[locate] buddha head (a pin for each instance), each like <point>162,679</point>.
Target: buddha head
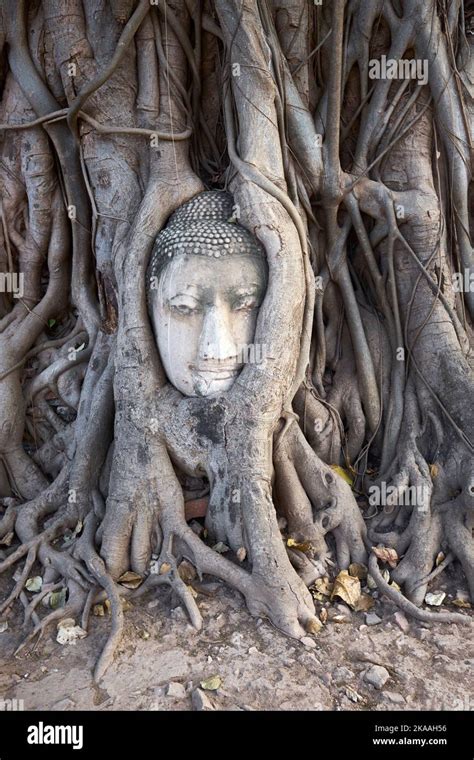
<point>206,280</point>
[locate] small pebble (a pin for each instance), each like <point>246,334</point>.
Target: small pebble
<point>372,619</point>
<point>377,675</point>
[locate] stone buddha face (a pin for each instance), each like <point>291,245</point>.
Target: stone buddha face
<point>204,297</point>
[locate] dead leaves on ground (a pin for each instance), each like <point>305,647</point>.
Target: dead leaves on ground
<point>386,554</point>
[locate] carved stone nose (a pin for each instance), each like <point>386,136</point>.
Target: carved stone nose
<point>216,341</point>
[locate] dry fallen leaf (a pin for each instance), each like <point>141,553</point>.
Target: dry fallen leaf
<point>386,554</point>
<point>364,603</point>
<point>323,586</point>
<point>212,683</point>
<point>130,579</point>
<point>435,599</point>
<point>314,626</point>
<point>358,570</point>
<point>461,603</point>
<point>347,588</point>
<point>34,584</point>
<point>304,546</point>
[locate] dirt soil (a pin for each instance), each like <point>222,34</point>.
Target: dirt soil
<point>429,666</point>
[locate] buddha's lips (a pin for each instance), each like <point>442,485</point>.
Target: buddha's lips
<point>216,369</point>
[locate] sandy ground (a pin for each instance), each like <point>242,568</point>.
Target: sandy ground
<point>429,667</point>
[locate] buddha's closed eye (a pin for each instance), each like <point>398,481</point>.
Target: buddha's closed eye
<point>185,305</point>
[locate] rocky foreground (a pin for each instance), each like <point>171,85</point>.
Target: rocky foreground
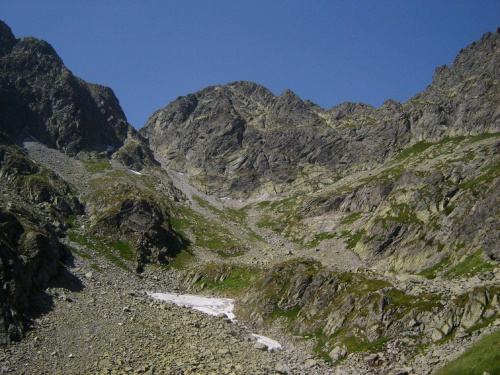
<point>99,320</point>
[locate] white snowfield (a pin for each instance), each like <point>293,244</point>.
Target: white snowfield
<point>270,343</point>
<point>210,306</point>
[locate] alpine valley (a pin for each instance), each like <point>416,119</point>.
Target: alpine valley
<point>365,240</point>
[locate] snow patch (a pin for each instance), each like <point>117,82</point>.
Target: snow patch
<point>270,343</point>
<point>210,306</point>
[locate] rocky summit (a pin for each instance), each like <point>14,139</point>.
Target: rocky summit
<point>364,240</point>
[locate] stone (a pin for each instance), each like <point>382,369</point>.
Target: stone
<point>260,346</point>
<point>338,353</point>
<point>371,358</point>
<point>310,363</point>
<point>436,335</point>
<point>281,368</point>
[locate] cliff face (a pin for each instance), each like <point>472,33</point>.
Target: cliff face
<point>41,98</point>
<point>234,139</point>
<point>44,105</point>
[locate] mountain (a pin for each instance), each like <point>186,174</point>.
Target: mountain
<point>69,130</point>
<point>365,239</point>
<point>241,140</point>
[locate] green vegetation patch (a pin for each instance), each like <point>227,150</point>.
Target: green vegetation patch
<point>431,273</point>
<point>99,246</point>
<point>352,238</point>
<point>182,260</point>
<point>229,280</point>
<point>351,218</point>
<point>78,252</point>
<point>479,359</point>
<point>98,166</point>
<point>470,266</point>
<point>416,149</point>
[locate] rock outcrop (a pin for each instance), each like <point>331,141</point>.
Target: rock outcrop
<point>33,207</point>
<point>240,139</point>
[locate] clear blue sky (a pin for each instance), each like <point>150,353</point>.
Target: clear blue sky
<point>151,52</point>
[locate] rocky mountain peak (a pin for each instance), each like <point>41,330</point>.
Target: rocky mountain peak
<point>44,100</point>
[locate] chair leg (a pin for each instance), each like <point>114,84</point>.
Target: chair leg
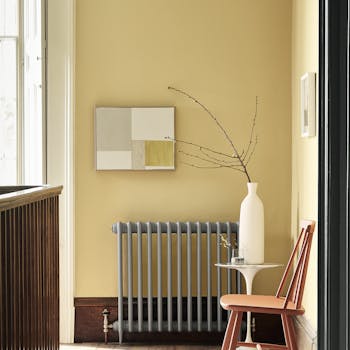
<point>289,333</point>
<point>232,331</point>
<point>292,332</point>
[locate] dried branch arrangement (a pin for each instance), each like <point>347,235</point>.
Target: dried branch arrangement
<point>212,158</point>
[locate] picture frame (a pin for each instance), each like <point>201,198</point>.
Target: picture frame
<point>308,104</point>
<point>134,138</point>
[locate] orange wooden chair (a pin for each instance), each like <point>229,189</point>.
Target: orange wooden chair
<point>287,306</point>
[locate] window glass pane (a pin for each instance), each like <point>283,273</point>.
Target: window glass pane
<point>8,112</point>
<point>32,84</point>
<point>8,17</point>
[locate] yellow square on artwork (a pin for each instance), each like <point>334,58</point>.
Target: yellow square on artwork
<point>159,153</point>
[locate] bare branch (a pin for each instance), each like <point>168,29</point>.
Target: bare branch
<point>217,164</point>
<point>252,129</point>
<point>201,146</point>
<point>252,151</point>
<point>207,154</point>
<point>242,158</point>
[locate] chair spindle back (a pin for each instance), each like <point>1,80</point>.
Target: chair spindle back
<point>297,283</point>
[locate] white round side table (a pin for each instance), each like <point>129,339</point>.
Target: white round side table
<point>248,271</point>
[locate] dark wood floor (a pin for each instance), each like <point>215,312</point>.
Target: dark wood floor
<point>136,347</point>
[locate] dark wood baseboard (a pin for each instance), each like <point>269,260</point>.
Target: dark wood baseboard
<point>89,326</point>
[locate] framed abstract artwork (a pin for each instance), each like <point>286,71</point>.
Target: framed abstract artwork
<point>134,138</point>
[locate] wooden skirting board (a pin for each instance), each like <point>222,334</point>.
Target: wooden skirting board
<point>89,326</point>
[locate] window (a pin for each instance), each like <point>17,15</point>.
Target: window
<point>22,124</point>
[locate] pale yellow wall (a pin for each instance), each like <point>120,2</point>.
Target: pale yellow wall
<point>305,150</point>
<point>224,52</point>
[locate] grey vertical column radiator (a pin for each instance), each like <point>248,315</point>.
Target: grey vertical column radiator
<point>167,280</point>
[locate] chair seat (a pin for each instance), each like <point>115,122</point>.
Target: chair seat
<point>259,303</point>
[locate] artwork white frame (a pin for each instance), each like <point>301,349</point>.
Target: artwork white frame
<point>308,104</point>
<point>134,138</point>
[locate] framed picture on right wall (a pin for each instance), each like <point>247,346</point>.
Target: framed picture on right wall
<point>308,104</point>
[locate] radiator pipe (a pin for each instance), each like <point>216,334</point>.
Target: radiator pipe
<point>105,314</point>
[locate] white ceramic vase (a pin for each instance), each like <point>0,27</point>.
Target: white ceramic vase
<point>251,227</point>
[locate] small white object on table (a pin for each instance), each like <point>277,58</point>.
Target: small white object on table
<point>248,271</point>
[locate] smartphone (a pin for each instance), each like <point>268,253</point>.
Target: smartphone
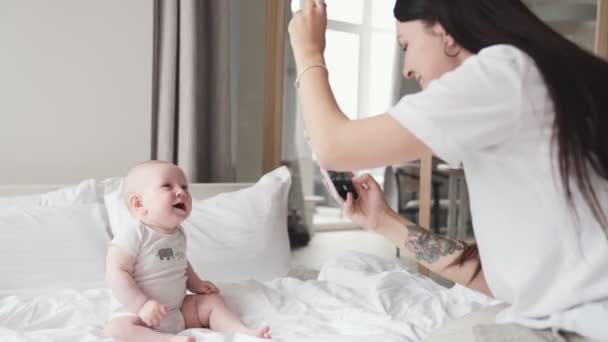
<point>339,183</point>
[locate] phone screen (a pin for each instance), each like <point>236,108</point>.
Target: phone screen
<point>342,181</point>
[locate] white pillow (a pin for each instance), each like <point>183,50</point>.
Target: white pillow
<point>58,247</point>
<point>232,236</point>
<point>243,234</point>
<point>84,192</point>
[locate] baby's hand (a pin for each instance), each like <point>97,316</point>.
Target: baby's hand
<point>152,313</point>
<point>207,287</point>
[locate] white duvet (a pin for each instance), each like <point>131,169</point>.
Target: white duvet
<point>356,297</point>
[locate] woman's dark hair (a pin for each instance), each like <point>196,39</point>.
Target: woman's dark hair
<point>576,79</point>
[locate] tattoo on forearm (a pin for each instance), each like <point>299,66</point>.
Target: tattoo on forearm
<point>429,247</point>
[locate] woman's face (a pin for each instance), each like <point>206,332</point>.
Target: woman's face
<point>425,49</point>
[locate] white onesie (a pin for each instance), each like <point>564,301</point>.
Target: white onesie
<point>159,271</point>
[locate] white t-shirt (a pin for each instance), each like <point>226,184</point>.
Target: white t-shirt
<point>494,115</point>
<point>160,267</point>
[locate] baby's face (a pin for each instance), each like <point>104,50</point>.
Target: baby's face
<point>165,197</point>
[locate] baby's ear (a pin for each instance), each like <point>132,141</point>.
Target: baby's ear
<point>135,204</point>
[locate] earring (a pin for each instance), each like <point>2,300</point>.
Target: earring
<point>445,51</point>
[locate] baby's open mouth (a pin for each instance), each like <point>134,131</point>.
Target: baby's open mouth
<point>180,206</point>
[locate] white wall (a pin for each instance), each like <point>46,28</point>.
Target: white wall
<point>75,88</point>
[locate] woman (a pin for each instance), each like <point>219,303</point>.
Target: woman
<point>525,112</point>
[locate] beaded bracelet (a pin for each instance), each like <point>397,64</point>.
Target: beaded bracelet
<point>297,82</point>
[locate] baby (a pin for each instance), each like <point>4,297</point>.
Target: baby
<point>147,269</point>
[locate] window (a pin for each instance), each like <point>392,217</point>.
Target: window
<point>360,54</point>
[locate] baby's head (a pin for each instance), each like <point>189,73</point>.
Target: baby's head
<point>157,193</point>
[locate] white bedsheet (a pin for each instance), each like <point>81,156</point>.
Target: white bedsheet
<point>356,297</point>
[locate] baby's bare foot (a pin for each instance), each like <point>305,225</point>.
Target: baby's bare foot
<point>263,332</point>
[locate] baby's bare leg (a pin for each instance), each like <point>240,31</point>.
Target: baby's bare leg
<point>132,329</point>
<point>210,311</point>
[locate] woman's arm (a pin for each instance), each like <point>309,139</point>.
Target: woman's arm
<point>342,144</point>
<point>339,143</point>
<point>441,255</point>
<point>437,253</point>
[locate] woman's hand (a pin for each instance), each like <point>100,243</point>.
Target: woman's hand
<point>307,33</point>
<point>370,209</point>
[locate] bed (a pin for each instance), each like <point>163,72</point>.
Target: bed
<point>53,240</point>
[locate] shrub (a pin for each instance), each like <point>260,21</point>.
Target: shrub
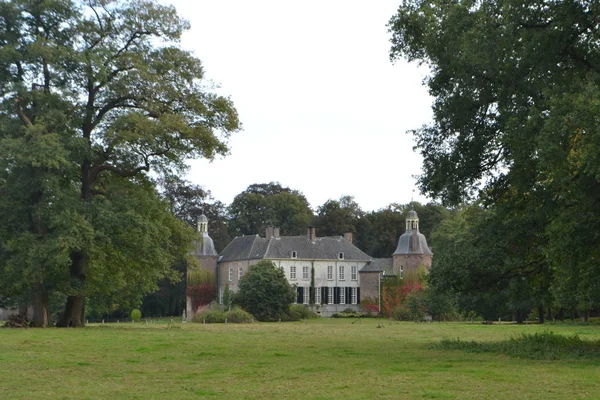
<point>136,315</point>
<point>401,313</point>
<point>238,316</point>
<point>347,313</point>
<point>265,292</point>
<point>299,311</point>
<point>541,345</point>
<point>211,316</point>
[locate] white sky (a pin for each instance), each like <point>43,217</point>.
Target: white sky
<point>323,109</point>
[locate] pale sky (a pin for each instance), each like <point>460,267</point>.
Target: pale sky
<point>323,109</point>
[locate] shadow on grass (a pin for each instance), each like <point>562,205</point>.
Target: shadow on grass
<point>538,346</point>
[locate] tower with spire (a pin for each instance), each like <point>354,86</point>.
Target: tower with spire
<point>412,251</point>
<point>205,253</point>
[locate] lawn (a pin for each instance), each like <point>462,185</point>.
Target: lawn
<point>319,359</point>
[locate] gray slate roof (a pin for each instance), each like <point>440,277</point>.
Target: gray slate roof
<point>379,265</point>
<point>204,247</point>
<point>412,242</point>
<point>323,248</point>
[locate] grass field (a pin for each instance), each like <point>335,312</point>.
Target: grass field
<point>320,359</point>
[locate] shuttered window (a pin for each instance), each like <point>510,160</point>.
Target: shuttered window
<point>318,296</point>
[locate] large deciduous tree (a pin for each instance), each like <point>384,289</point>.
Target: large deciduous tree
<point>103,94</point>
<point>270,204</point>
<point>516,88</point>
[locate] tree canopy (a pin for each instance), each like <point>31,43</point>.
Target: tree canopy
<point>95,95</point>
<point>516,94</point>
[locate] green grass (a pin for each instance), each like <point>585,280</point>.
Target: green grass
<point>317,359</point>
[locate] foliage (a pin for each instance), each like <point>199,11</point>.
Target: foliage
<point>263,205</point>
<point>136,315</point>
<point>216,314</point>
<point>515,89</point>
<point>544,345</point>
<point>238,316</point>
<point>300,311</point>
<point>100,94</point>
<point>265,292</point>
<point>394,291</point>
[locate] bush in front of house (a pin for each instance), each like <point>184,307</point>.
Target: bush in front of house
<point>264,292</point>
<point>299,311</point>
<point>136,315</point>
<point>216,314</point>
<point>239,316</point>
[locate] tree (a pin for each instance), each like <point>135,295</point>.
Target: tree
<point>265,292</point>
<point>516,91</point>
<point>271,204</point>
<point>106,94</point>
<point>335,217</point>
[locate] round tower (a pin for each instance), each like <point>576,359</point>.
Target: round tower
<point>412,251</point>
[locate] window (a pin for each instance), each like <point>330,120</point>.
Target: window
<point>305,272</point>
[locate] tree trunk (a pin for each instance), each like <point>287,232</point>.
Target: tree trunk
<point>519,317</point>
<point>74,315</point>
<point>39,299</point>
<point>541,313</point>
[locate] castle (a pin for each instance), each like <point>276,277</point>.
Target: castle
<point>343,274</point>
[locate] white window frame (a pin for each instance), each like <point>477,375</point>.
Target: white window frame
<point>305,274</point>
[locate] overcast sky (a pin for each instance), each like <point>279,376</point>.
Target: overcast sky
<point>323,109</point>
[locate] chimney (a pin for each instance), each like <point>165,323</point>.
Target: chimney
<point>269,232</point>
<point>311,233</point>
<point>348,236</point>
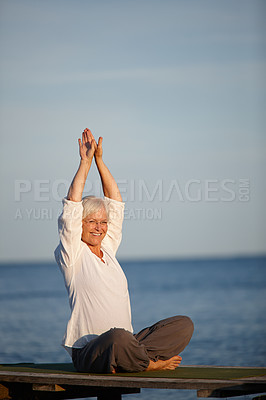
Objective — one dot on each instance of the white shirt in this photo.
(97, 291)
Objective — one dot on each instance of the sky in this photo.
(177, 91)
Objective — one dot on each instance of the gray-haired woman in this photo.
(99, 334)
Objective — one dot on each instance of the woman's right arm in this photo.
(70, 221)
(87, 147)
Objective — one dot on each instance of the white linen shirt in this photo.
(97, 291)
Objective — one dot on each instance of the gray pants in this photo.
(121, 350)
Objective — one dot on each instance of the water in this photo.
(226, 299)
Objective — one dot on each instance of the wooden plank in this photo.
(47, 388)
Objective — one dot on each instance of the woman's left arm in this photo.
(110, 188)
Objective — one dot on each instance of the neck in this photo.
(96, 250)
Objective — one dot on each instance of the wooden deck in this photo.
(57, 381)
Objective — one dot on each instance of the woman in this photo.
(99, 334)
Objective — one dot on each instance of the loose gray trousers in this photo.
(121, 350)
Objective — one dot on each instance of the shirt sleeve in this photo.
(113, 237)
(70, 231)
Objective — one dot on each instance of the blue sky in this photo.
(177, 90)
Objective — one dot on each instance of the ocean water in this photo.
(226, 299)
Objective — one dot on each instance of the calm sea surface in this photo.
(226, 299)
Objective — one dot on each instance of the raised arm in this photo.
(110, 188)
(87, 147)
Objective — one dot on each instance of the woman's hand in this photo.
(87, 146)
(99, 150)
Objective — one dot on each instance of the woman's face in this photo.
(94, 228)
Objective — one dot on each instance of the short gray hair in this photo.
(92, 204)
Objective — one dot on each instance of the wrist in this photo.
(98, 159)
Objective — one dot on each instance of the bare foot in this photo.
(159, 365)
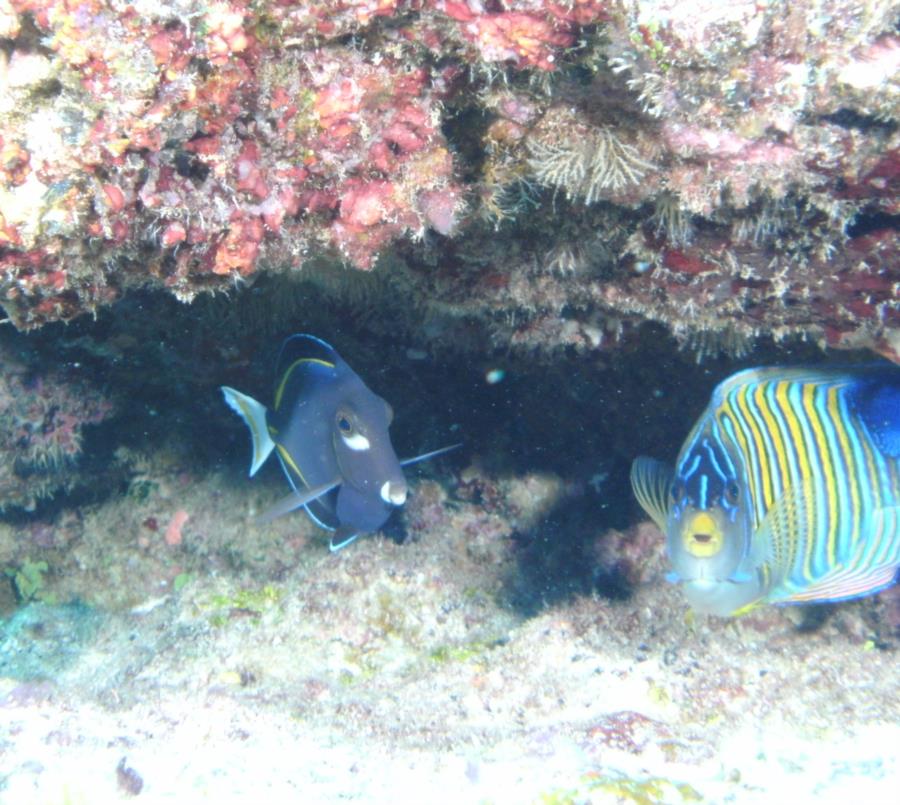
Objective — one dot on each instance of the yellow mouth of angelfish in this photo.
(702, 536)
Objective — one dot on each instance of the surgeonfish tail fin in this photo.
(254, 414)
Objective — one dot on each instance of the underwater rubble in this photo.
(543, 229)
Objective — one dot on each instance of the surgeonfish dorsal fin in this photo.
(878, 404)
(651, 480)
(873, 568)
(254, 414)
(306, 348)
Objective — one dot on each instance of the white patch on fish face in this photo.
(394, 496)
(351, 435)
(356, 442)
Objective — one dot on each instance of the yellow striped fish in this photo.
(787, 490)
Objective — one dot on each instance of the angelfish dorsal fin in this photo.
(873, 566)
(650, 480)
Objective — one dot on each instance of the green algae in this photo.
(40, 640)
(28, 580)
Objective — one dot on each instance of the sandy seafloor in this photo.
(388, 672)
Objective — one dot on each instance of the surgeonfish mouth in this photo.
(329, 432)
(786, 490)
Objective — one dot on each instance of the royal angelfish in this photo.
(330, 433)
(786, 490)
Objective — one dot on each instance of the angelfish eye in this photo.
(732, 492)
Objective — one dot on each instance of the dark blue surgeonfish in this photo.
(330, 433)
(786, 490)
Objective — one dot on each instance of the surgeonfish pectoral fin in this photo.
(294, 501)
(650, 480)
(254, 414)
(425, 456)
(342, 538)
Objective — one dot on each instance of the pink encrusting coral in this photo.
(188, 145)
(707, 151)
(42, 418)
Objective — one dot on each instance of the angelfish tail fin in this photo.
(254, 414)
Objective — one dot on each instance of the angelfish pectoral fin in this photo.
(425, 456)
(295, 500)
(342, 538)
(650, 481)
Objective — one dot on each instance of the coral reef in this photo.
(728, 171)
(42, 418)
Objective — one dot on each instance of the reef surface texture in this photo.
(544, 229)
(728, 169)
(392, 668)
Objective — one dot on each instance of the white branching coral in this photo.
(589, 167)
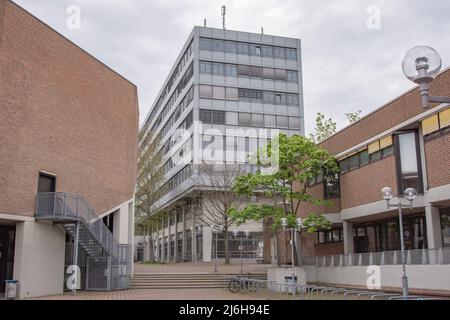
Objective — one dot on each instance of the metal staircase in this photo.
(108, 262)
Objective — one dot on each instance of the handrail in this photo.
(66, 206)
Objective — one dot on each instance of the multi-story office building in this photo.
(68, 149)
(399, 145)
(227, 91)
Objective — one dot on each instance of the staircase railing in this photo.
(66, 207)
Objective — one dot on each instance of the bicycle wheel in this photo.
(234, 285)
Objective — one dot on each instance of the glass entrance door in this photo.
(7, 237)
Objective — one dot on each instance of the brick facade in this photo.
(64, 112)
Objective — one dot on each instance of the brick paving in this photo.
(154, 294)
(171, 294)
(200, 267)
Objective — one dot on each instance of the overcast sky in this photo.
(347, 65)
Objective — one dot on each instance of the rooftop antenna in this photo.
(224, 11)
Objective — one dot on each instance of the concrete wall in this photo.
(39, 259)
(421, 277)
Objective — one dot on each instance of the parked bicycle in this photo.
(239, 283)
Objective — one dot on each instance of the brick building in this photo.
(399, 145)
(68, 127)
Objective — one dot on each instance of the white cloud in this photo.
(347, 67)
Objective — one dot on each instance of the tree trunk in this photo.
(226, 245)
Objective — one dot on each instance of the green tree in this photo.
(299, 161)
(324, 128)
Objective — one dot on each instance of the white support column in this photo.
(348, 237)
(433, 221)
(169, 238)
(207, 243)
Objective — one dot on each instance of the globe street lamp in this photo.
(241, 247)
(216, 229)
(421, 65)
(410, 194)
(299, 227)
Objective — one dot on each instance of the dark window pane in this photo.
(354, 161)
(243, 70)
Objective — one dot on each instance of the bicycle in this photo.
(241, 283)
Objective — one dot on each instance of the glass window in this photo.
(354, 161)
(270, 121)
(363, 157)
(388, 151)
(409, 170)
(219, 117)
(445, 226)
(245, 119)
(280, 74)
(267, 51)
(268, 97)
(243, 70)
(375, 156)
(231, 70)
(205, 44)
(256, 72)
(294, 123)
(218, 69)
(292, 76)
(242, 48)
(258, 120)
(244, 94)
(230, 46)
(232, 118)
(206, 116)
(268, 73)
(218, 45)
(282, 122)
(256, 95)
(205, 91)
(291, 54)
(231, 94)
(218, 92)
(278, 53)
(205, 67)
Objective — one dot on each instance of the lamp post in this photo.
(216, 229)
(410, 194)
(299, 227)
(421, 65)
(241, 247)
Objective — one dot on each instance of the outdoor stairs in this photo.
(185, 280)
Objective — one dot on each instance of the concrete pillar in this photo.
(184, 242)
(169, 238)
(163, 242)
(194, 232)
(433, 221)
(348, 237)
(207, 236)
(176, 236)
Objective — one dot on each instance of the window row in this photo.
(175, 181)
(250, 95)
(376, 152)
(186, 55)
(249, 49)
(233, 70)
(249, 119)
(330, 236)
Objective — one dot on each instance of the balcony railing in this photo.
###
- REQUIREMENT: Start with the line above that contains "[locate] tower with" and end with the line that contains "[locate] large deciduous". Write out those lines exactly, and only those.

- RESULT:
[locate] tower with spire (a pin for each instance), each like <point>354,86</point>.
Target: tower with spire
<point>412,251</point>
<point>205,253</point>
[locate] lawn (a pin for each instance), each like <point>462,185</point>.
Target: lawn
<point>319,359</point>
[locate] gray slate roof (a pin for each instance), each like <point>440,277</point>.
Target: gray slate roof
<point>379,265</point>
<point>204,247</point>
<point>412,242</point>
<point>323,248</point>
[locate] grass field (a pin for each instance), each like <point>335,312</point>.
Target: grass field
<point>320,359</point>
[locate] shuttered window (a pin for each instance), each like <point>510,160</point>.
Target: shuttered window
<point>318,296</point>
[locate] large deciduous tree (a pin for each instance), each like <point>384,289</point>.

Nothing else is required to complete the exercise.